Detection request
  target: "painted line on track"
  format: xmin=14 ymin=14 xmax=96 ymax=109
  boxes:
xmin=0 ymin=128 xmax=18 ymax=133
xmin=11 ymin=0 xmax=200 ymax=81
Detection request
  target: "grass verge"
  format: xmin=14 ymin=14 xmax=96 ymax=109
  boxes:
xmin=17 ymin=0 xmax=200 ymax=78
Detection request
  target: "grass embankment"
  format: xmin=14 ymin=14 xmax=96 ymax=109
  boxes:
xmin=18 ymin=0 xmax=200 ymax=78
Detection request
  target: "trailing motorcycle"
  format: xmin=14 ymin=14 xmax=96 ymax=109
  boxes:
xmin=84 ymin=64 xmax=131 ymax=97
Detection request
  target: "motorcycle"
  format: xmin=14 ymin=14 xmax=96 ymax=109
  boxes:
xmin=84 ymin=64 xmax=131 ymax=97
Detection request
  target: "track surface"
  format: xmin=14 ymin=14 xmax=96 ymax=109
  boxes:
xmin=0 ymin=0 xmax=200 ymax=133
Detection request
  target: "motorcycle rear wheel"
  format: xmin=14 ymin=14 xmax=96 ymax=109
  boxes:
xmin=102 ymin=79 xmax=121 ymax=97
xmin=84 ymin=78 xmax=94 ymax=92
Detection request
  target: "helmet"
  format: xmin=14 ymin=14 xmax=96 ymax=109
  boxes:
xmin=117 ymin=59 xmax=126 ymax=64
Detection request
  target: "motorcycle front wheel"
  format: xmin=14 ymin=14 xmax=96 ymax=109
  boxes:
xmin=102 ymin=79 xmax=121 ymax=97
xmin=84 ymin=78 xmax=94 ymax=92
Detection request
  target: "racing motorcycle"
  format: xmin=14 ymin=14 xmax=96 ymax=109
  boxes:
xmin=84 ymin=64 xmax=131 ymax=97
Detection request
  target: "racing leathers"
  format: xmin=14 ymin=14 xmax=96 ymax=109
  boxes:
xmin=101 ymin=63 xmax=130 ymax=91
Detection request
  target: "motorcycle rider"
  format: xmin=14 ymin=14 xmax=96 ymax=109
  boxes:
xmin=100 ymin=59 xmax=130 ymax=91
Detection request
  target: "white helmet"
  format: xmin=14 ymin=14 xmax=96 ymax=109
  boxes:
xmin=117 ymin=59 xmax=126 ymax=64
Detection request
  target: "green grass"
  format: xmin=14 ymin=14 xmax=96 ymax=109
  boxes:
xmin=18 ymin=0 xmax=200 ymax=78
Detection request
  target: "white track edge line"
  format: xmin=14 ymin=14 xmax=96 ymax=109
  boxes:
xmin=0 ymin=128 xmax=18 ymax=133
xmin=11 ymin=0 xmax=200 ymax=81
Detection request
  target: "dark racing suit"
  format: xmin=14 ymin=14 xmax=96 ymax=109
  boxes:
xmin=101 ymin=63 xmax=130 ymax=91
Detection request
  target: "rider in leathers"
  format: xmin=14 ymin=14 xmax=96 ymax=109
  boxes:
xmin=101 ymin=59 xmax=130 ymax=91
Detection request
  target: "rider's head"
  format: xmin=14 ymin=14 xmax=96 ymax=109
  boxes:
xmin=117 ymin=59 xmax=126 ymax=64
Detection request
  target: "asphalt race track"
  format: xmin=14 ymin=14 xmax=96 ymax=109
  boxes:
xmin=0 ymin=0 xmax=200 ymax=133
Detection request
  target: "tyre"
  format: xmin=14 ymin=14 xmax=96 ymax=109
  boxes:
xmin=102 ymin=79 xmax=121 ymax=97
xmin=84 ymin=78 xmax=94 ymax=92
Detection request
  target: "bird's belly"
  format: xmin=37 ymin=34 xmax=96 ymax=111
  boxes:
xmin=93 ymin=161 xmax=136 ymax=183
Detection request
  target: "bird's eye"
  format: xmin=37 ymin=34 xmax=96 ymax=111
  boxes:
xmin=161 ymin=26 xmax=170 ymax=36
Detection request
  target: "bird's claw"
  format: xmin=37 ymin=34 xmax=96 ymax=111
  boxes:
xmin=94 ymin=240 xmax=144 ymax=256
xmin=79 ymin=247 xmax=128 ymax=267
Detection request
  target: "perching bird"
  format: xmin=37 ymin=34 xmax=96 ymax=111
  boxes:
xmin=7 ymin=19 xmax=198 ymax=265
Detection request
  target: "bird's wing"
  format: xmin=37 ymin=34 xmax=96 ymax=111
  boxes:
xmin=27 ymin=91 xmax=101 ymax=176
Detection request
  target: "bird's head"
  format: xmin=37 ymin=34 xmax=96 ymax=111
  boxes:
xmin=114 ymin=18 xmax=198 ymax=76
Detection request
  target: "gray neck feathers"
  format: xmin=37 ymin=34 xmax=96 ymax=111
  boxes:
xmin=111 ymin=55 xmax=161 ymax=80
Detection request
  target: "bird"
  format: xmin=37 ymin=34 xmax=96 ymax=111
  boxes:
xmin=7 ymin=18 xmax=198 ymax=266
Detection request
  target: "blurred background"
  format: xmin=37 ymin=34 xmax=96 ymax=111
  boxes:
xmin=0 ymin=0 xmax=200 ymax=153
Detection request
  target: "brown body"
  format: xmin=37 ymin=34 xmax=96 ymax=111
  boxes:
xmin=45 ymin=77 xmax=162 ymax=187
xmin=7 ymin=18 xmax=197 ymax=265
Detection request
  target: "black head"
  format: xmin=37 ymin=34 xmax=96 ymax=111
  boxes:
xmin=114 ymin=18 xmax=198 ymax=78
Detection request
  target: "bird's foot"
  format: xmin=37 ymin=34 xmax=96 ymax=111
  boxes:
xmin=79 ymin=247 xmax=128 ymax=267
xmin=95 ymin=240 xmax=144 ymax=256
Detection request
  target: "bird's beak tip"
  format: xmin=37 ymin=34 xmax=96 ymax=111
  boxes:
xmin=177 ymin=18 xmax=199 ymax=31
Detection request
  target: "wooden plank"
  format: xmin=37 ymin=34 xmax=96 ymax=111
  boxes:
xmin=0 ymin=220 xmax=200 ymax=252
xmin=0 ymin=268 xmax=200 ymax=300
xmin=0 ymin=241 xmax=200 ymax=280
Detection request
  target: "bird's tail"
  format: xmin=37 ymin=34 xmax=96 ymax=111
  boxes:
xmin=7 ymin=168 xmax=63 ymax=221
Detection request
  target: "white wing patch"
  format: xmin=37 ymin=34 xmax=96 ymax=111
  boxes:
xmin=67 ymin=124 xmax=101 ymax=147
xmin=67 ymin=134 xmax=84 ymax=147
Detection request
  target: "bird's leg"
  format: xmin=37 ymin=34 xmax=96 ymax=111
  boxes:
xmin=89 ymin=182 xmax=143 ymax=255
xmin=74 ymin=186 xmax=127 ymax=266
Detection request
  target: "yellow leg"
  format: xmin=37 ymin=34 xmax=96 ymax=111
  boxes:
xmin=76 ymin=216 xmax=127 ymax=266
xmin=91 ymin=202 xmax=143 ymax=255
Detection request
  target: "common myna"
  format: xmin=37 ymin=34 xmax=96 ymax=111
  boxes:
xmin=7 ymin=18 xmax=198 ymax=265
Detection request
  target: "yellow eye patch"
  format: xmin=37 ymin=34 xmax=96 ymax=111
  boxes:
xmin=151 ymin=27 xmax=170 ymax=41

**WHAT THE TASK ASKS:** Write out all of the records above exactly as they appear.

**RESULT OF THE EXERCISE:**
Detection request
  target: "painted line on track"
  format: xmin=14 ymin=14 xmax=96 ymax=109
  boxes:
xmin=0 ymin=128 xmax=18 ymax=133
xmin=11 ymin=0 xmax=200 ymax=81
Detection request
  target: "grass verge"
  format: xmin=14 ymin=14 xmax=96 ymax=109
  boxes:
xmin=17 ymin=0 xmax=200 ymax=78
Detection request
  target: "grass embankment"
  format: xmin=14 ymin=14 xmax=96 ymax=109
  boxes:
xmin=18 ymin=0 xmax=200 ymax=78
Detection request
  target: "trailing motorcycle"
  format: xmin=14 ymin=14 xmax=96 ymax=109
  boxes:
xmin=84 ymin=64 xmax=131 ymax=97
Detection request
  target: "motorcycle"
  format: xmin=14 ymin=14 xmax=96 ymax=109
  boxes:
xmin=84 ymin=64 xmax=131 ymax=97
Detection request
  target: "track surface"
  format: xmin=14 ymin=14 xmax=96 ymax=109
  boxes:
xmin=0 ymin=0 xmax=200 ymax=133
Detection request
  target: "motorcycle rear wheel"
  format: xmin=14 ymin=14 xmax=96 ymax=109
  boxes:
xmin=102 ymin=79 xmax=121 ymax=97
xmin=84 ymin=78 xmax=94 ymax=92
Detection request
  target: "helmet"
  format: xmin=14 ymin=14 xmax=96 ymax=109
  boxes:
xmin=117 ymin=59 xmax=126 ymax=64
Detection request
  target: "motorcycle front wheel"
  format: xmin=14 ymin=14 xmax=96 ymax=109
  boxes:
xmin=102 ymin=79 xmax=121 ymax=97
xmin=84 ymin=78 xmax=94 ymax=92
Detection request
  target: "racing motorcycle"
  format: xmin=14 ymin=14 xmax=96 ymax=109
  boxes:
xmin=84 ymin=64 xmax=131 ymax=97
Detection request
  target: "racing leathers"
  format: xmin=14 ymin=14 xmax=96 ymax=109
  boxes:
xmin=101 ymin=63 xmax=130 ymax=91
Detection request
  target: "motorcycle rider"
  format: xmin=14 ymin=14 xmax=96 ymax=109
  boxes:
xmin=100 ymin=59 xmax=130 ymax=91
Detection request
  target: "white helmet"
  format: xmin=14 ymin=14 xmax=96 ymax=109
  boxes:
xmin=117 ymin=59 xmax=126 ymax=64
Detection request
  target: "green grass"
  format: xmin=14 ymin=14 xmax=96 ymax=109
  boxes:
xmin=18 ymin=0 xmax=200 ymax=78
Detection request
  target: "white track edge line"
  format: xmin=14 ymin=14 xmax=96 ymax=109
  boxes:
xmin=0 ymin=128 xmax=18 ymax=133
xmin=11 ymin=0 xmax=200 ymax=81
Detection request
  target: "dark racing suit"
  format: xmin=14 ymin=14 xmax=96 ymax=109
  boxes:
xmin=101 ymin=63 xmax=130 ymax=91
Detection request
  target: "rider in leathers"
  format: xmin=14 ymin=14 xmax=96 ymax=109
  boxes:
xmin=101 ymin=59 xmax=130 ymax=91
Detection request
  target: "rider's head"
  format: xmin=14 ymin=14 xmax=96 ymax=109
  boxes:
xmin=117 ymin=59 xmax=126 ymax=64
Detection request
  target: "asphalt race track"
  format: xmin=14 ymin=14 xmax=96 ymax=109
  boxes:
xmin=0 ymin=0 xmax=200 ymax=133
Detection request
  target: "tyre"
  format: xmin=14 ymin=14 xmax=96 ymax=109
  boxes:
xmin=102 ymin=79 xmax=121 ymax=97
xmin=84 ymin=78 xmax=94 ymax=92
Detection request
  target: "bird's belly"
  format: xmin=37 ymin=34 xmax=96 ymax=111
  boxes:
xmin=93 ymin=161 xmax=136 ymax=183
Detection request
  target: "bird's eye"
  format: xmin=37 ymin=34 xmax=96 ymax=111
  boxes:
xmin=161 ymin=26 xmax=170 ymax=36
Detection request
  target: "bird's claw"
  format: xmin=37 ymin=34 xmax=96 ymax=111
  boxes:
xmin=94 ymin=240 xmax=144 ymax=256
xmin=79 ymin=247 xmax=128 ymax=267
Detection request
  target: "perching bird"
  format: xmin=37 ymin=34 xmax=96 ymax=111
  boxes:
xmin=7 ymin=19 xmax=198 ymax=265
Detection request
  target: "bird's wing"
  format: xmin=37 ymin=34 xmax=96 ymax=111
  boxes:
xmin=27 ymin=91 xmax=101 ymax=176
Detection request
  target: "bird's head"
  format: xmin=37 ymin=34 xmax=96 ymax=111
  boxes:
xmin=114 ymin=18 xmax=198 ymax=76
Detection request
  target: "gray neck feathers"
  format: xmin=37 ymin=34 xmax=96 ymax=111
  boxes:
xmin=111 ymin=55 xmax=161 ymax=80
Detection request
  target: "bird"
  format: xmin=37 ymin=34 xmax=96 ymax=111
  boxes:
xmin=7 ymin=18 xmax=198 ymax=266
Detection request
  target: "blurred background"
  format: xmin=37 ymin=34 xmax=96 ymax=111
  boxes:
xmin=0 ymin=0 xmax=200 ymax=153
Detection request
  target: "brown body"
  format: xmin=37 ymin=34 xmax=96 ymax=111
  boxes:
xmin=45 ymin=77 xmax=162 ymax=187
xmin=7 ymin=18 xmax=197 ymax=265
Detection request
  target: "black head"
  format: xmin=37 ymin=34 xmax=96 ymax=111
  boxes:
xmin=114 ymin=18 xmax=198 ymax=78
Detection request
  target: "bird's foot"
  format: xmin=37 ymin=34 xmax=96 ymax=111
  boxes:
xmin=79 ymin=247 xmax=128 ymax=267
xmin=95 ymin=240 xmax=144 ymax=256
Detection request
  target: "bird's beak tip"
  format: xmin=37 ymin=34 xmax=96 ymax=111
  boxes:
xmin=177 ymin=18 xmax=199 ymax=31
Detection request
  target: "wooden plank"
  format: xmin=37 ymin=34 xmax=96 ymax=111
  boxes:
xmin=0 ymin=220 xmax=200 ymax=252
xmin=0 ymin=268 xmax=200 ymax=300
xmin=0 ymin=241 xmax=200 ymax=280
Detection request
  target: "bird's tail"
  format: xmin=37 ymin=34 xmax=96 ymax=111
  boxes:
xmin=7 ymin=168 xmax=63 ymax=221
Detection request
  target: "white wing patch"
  format: xmin=37 ymin=34 xmax=96 ymax=111
  boxes:
xmin=67 ymin=124 xmax=101 ymax=147
xmin=67 ymin=134 xmax=84 ymax=147
Detection request
  target: "bird's leg"
  format: xmin=37 ymin=34 xmax=96 ymax=111
  boxes:
xmin=89 ymin=182 xmax=143 ymax=255
xmin=74 ymin=186 xmax=127 ymax=266
Detection request
  target: "yellow leg"
  format: xmin=37 ymin=34 xmax=96 ymax=111
  boxes:
xmin=76 ymin=216 xmax=127 ymax=266
xmin=91 ymin=202 xmax=143 ymax=255
Detection request
  target: "common myna"
  format: xmin=37 ymin=34 xmax=96 ymax=111
  boxes:
xmin=7 ymin=18 xmax=198 ymax=265
Detection request
  target: "yellow eye patch"
  format: xmin=37 ymin=34 xmax=96 ymax=111
  boxes:
xmin=151 ymin=27 xmax=170 ymax=41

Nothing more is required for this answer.